▸ **Problem**:
Pick out all lines in the listing holding the string "instance" and copy them.

▸ **Data for this exercise**:
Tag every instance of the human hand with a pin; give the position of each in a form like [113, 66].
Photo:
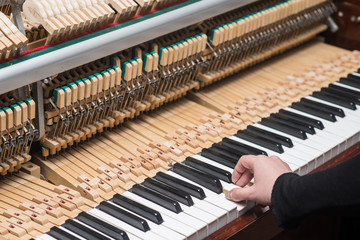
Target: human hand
[265, 170]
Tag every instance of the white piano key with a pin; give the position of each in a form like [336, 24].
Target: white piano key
[124, 226]
[171, 220]
[295, 164]
[91, 228]
[157, 229]
[72, 233]
[45, 237]
[343, 134]
[216, 199]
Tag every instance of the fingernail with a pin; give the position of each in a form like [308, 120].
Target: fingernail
[228, 195]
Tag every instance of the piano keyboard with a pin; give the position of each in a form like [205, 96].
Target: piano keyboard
[188, 202]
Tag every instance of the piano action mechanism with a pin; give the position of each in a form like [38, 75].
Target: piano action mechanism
[108, 106]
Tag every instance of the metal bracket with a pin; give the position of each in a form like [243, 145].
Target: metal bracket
[37, 91]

▸ **Output of the task**:
Tag every instance of the human hand with a pin; give the position of each in a form like [113, 66].
Tag every instance of the white piano key with a pin; give the position of each in a form like [336, 24].
Tag every instance of the fingernail with a pin; give the position of each in a form like [308, 120].
Tag every instance of the piano keyboard with a pin; give the position of each in a form like [205, 96].
Tag every instance of the piano action mechanism with a pin; give the position of each in a form like [38, 75].
Tag every instance of the metal bracket with a pin; give the position of each in a form like [243, 145].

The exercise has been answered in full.